EXCERPTED TEXT —
★ ★ ★ ★ ★ ★ ★

From meat dresses to all-star performances, the 2010 VMAs had no shortage of memorable moments, so it's no surprise that people are still talking about it.
The awards show drew nearly 11.4 million viewers (no big deal, just the biggest audience for any MTV telecast since 2002).
Although you've probably seen many of the pictures, videos and even the blink-and-you-missed-'em moments, there's actually a lot more awesomeness that happened off camera. Check out the five best unseen moments from the 2010 VMAs:
Drake, Mary J. And Swizz Beatz Nail It
While Drake, Swizz Beatz and Mary J. Blige delivered a flawless performance of "Fancy" at the 2010 VMAs, they actually only rehearsed it once.

★ ★ ★ ★ ★ ★ ★

EXERCISE DATA —

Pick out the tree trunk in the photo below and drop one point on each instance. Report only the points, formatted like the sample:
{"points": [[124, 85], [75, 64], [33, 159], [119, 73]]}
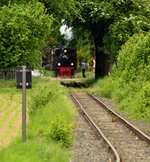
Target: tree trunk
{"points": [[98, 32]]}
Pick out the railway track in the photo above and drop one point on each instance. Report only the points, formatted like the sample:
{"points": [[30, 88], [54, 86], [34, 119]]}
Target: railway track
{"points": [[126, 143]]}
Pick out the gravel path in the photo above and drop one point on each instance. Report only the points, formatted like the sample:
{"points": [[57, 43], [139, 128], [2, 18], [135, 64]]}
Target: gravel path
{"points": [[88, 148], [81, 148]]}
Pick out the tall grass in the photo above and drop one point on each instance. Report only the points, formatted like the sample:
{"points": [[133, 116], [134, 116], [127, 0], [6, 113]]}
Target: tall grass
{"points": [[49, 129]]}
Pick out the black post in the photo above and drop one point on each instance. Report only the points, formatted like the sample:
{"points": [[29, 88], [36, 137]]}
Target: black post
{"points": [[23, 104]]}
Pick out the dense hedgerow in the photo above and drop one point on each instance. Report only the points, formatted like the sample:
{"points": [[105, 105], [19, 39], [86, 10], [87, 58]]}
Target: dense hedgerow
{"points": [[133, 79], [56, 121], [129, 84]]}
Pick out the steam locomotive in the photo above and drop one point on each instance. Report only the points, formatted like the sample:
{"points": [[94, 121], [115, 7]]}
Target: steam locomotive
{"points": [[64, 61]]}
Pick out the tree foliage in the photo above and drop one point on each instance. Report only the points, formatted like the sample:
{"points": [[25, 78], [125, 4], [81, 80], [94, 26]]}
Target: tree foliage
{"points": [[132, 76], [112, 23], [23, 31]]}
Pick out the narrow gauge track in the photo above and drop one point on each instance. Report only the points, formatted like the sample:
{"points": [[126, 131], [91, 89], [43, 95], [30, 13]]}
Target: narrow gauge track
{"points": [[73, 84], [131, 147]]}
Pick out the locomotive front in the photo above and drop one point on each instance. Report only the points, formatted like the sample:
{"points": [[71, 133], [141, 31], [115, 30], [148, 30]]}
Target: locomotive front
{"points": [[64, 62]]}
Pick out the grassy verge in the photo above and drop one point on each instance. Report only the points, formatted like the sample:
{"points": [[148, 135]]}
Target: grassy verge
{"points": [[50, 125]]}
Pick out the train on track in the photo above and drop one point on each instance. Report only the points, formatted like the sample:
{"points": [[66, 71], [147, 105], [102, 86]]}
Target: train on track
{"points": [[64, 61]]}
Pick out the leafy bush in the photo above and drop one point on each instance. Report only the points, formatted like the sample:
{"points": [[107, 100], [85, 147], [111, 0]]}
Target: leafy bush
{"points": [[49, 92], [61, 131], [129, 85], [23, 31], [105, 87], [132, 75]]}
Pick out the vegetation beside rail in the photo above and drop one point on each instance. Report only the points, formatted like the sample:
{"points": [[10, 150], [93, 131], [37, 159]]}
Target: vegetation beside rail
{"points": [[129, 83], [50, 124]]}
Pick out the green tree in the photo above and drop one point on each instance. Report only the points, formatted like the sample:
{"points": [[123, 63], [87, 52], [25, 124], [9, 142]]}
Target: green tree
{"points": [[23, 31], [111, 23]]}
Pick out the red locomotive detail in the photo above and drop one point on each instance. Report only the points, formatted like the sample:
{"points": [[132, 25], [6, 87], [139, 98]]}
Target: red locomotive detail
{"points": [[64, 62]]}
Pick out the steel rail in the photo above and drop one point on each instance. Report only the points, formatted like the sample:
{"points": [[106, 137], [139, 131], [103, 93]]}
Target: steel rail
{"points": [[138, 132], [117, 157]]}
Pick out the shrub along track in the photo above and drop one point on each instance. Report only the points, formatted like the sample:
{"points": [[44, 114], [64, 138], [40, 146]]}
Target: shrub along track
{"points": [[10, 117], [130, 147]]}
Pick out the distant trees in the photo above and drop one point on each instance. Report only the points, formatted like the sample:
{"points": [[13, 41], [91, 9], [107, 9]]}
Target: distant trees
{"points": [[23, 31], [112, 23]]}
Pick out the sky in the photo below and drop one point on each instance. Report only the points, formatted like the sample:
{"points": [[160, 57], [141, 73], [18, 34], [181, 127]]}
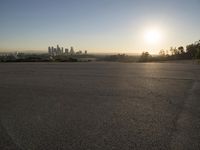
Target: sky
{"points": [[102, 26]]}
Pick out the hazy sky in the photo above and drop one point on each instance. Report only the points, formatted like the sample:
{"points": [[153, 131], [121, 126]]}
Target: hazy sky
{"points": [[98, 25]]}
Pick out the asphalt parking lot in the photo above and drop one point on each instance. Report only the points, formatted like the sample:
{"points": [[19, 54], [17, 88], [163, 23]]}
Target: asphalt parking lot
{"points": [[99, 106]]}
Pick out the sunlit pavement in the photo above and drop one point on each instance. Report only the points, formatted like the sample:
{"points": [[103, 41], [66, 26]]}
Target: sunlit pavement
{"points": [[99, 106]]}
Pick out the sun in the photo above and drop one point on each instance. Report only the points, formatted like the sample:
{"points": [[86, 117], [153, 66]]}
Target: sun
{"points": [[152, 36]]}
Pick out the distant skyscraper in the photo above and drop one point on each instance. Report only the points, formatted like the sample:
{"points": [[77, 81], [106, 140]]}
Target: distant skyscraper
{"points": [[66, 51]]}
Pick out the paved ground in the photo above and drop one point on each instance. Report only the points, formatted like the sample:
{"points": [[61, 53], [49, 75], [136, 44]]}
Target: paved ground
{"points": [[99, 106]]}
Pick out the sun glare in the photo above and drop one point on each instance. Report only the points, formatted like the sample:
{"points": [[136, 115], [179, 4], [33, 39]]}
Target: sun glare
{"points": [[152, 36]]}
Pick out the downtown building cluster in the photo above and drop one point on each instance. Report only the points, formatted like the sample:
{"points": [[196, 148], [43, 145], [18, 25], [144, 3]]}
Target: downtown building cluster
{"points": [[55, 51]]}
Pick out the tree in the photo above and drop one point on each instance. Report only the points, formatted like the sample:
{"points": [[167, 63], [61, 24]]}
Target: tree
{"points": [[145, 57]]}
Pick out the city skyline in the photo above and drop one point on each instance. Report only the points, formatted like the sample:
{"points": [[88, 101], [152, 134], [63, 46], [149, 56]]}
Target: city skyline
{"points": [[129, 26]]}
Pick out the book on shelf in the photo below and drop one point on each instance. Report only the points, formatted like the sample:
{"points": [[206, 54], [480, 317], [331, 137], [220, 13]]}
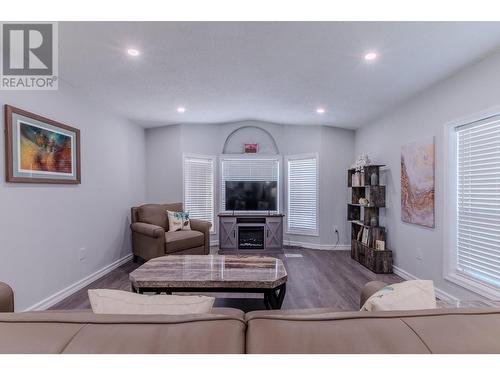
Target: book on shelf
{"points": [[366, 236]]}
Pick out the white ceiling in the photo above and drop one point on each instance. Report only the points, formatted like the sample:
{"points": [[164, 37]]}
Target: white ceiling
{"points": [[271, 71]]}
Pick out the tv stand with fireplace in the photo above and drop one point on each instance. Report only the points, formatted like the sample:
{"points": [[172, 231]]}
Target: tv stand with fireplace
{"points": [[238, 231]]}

★ ★ ★ ★ ★ ★ ★

WHAT YOU WILL DO —
**a.** Collect every line of the listing that contains the string "front".
**b.** Write what comes next in the 2010 VMAs article, picking up right after its last sentence.
The VMAs article and the listing are two separate pieces of material.

ANSWERS GIVEN —
**a.**
Pick out the locomotive front in the photo above and drop one point on each instance. Report only the points, formatted like the sample:
Target: locomotive front

**b.**
"Mary J. was not in L.A. earlier in the week because of prior commitments, so Swizz and Drake rehearsed with a stand-in," said Kim Reynolds, executive assistant to VMA Executive Producer Dave Sirulnick. While the trio's hectic schedules kept them apart initially, Mary made it a point to get there for dress rehearsal and the trio was able to practice at least once before the show — but that was the first and only time. Fortunately, the legendary Mary J. had no trouble nailing the performance along with Drake and Swizz.
"Even with only one rehearsal the performance was amazing," Reynolds remarked.
30 Seconds To Mars Discover Glitter Hurts
The glitter dispersed by the bikers accompanying 30 Seconds to Mars on their VMA entrance did more than leave a stain on the carpet; some of it actually got into Jared Leto's brother Shannon's eye and the paramedics had to be called. VMA audience member Kenny Mellman saw it all go down an hour before the show.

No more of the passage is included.